- REQUIREMENTS:
1 > Repeat the actress biography, everything from "Anna Rosemond (February" down to "of German parentage.", swapping "Philadelphia" for "Pittsburgh".
2 > In the actress biography, what facts about her film work go with its description of her as one of the earliest actresses of the silent era? Answer in one to three sentences.

- SELECTED EXTRACT:
────────────────

Anna Rosemond (February 16, 1886 – 1966) was one of the earliest film actresses of the early silent film era.

Biography
Rosemond was born in Philadelphia, Pennsylvania. Her father was an Austrian immigrant, her mother a first generation American of German parentage.

Films
She started her film acting career in 1910, having a supporting role in the film The Actor's Children, starring Frank Hall Crane, as well as an early film version of Uncle Tom's Cabin, which also starred Crane and early child actress Marie Eline. She starred in fifteen films that year, almost all opposite Crane, to include She Stoops to Conquer, and The Two Roses again opposite Marie Eline and again, Frank Hall Crane. Her last film appearance was in the 1911 film Cinderella, starring Florence La Badie and Frank Hall Crane. She was estimated to have appeared in 250 one and two-reel films, mostly produced by Pathe Studios in New York City.

────────────────

- DATASET ENTRIES:
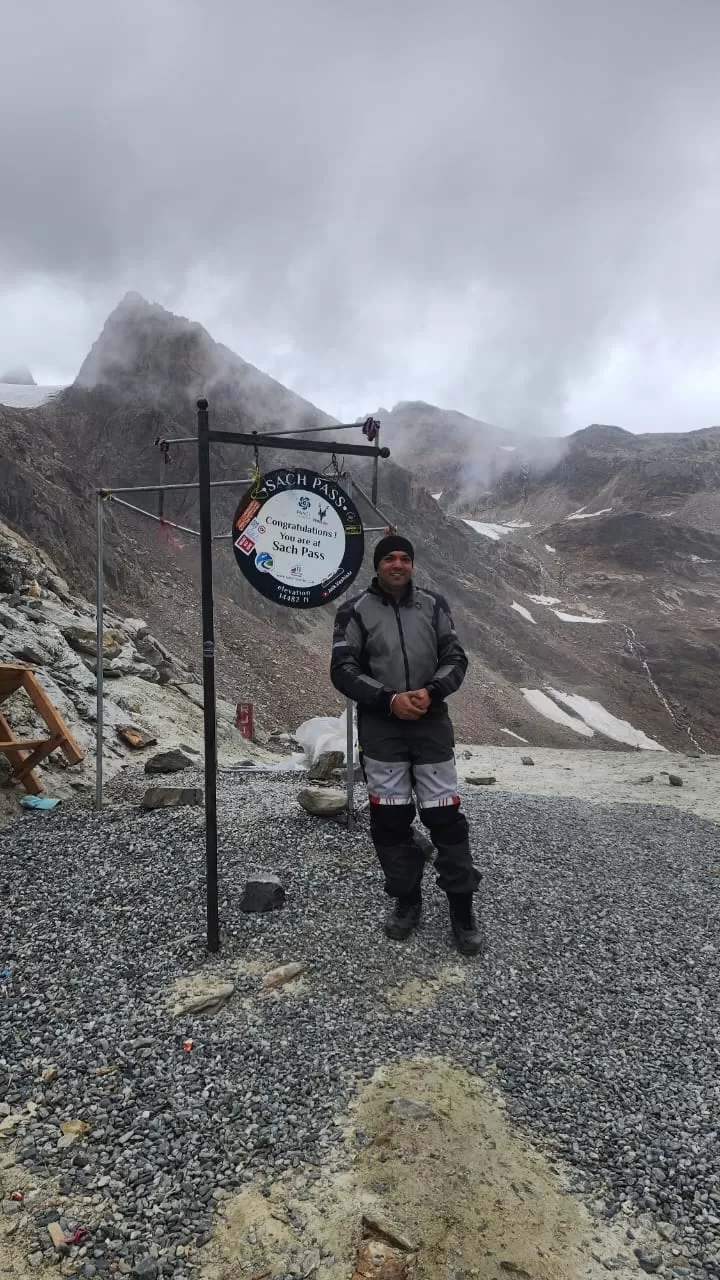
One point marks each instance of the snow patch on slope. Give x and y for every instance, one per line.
x=577, y=617
x=493, y=531
x=510, y=734
x=19, y=396
x=588, y=515
x=604, y=722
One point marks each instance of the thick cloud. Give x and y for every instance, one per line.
x=504, y=206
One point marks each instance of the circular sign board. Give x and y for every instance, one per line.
x=297, y=538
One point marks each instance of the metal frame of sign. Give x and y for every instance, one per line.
x=279, y=443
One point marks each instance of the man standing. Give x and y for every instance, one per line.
x=397, y=656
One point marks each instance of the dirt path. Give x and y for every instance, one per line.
x=452, y=1176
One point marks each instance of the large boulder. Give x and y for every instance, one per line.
x=323, y=803
x=169, y=762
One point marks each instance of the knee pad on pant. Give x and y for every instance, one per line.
x=391, y=823
x=447, y=824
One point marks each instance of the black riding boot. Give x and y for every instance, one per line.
x=404, y=918
x=468, y=936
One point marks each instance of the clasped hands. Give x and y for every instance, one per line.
x=410, y=705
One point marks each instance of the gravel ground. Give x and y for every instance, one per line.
x=596, y=1005
x=601, y=777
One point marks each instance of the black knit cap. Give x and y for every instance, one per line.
x=390, y=544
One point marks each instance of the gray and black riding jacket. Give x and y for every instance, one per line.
x=384, y=647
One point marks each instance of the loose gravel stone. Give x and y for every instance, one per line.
x=595, y=1009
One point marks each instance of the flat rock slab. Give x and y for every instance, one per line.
x=169, y=762
x=322, y=804
x=172, y=798
x=263, y=894
x=135, y=736
x=326, y=764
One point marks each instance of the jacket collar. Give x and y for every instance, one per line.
x=405, y=600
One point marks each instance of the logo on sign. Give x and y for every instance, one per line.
x=244, y=517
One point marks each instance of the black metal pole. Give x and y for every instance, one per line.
x=374, y=489
x=208, y=673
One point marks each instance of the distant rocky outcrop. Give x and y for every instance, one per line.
x=140, y=383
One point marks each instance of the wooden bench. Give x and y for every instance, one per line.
x=24, y=754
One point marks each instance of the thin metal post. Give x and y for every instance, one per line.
x=350, y=734
x=191, y=484
x=350, y=762
x=162, y=490
x=208, y=673
x=99, y=652
x=376, y=460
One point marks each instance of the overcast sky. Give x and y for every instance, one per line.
x=510, y=208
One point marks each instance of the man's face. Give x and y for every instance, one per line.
x=395, y=572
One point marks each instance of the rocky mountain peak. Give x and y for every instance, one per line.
x=18, y=375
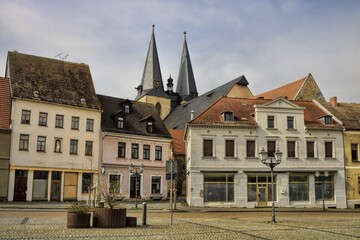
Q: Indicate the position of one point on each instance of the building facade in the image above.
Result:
(222, 154)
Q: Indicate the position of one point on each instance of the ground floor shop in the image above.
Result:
(254, 189)
(40, 184)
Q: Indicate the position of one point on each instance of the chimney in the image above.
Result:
(333, 101)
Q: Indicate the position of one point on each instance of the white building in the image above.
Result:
(223, 164)
(55, 120)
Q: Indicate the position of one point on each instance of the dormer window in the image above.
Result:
(228, 116)
(120, 122)
(150, 127)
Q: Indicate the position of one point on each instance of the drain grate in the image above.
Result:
(24, 221)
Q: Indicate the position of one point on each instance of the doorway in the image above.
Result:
(135, 185)
(20, 185)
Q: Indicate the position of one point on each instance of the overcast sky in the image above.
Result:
(270, 42)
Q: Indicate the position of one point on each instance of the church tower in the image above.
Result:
(151, 89)
(186, 86)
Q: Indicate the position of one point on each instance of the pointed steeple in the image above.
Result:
(186, 86)
(151, 78)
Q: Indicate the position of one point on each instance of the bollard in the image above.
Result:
(144, 213)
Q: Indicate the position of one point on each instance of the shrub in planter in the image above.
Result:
(78, 216)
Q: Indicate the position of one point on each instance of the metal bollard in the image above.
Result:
(144, 213)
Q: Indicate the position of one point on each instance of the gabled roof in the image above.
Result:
(289, 90)
(349, 114)
(51, 80)
(5, 103)
(182, 114)
(133, 121)
(186, 86)
(178, 141)
(244, 108)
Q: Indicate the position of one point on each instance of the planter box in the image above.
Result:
(109, 218)
(78, 220)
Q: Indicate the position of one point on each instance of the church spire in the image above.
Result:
(186, 86)
(151, 78)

────────────────

- THE RESPONSES:
1 >
Anna Rosemond (February 16, 1886 – 1966) was one of the earliest film actresses of the early silent film era.

Biography
Rosemond was born in Pittsburgh, Pennsylvania. Her father was an Austrian immigrant, her mother a first generation American of German parentage.

2 > Her film acting career began in 1910, and her last film appearance was in the 1911 film Cinderella. In that time she appeared in an estimated 250 one- and two-reel films, mostly produced by Pathe Studios in New York City.